(Saved data entries)
>>>>>

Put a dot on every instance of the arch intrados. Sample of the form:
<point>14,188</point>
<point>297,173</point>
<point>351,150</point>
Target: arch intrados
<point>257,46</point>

<<<<<

Required task:
Give back the lines above word for word, with nothing changed.

Output of the exercise:
Put a dot on every instance of the arch intrados. Sample of the form:
<point>14,188</point>
<point>297,173</point>
<point>351,150</point>
Target: arch intrados
<point>257,46</point>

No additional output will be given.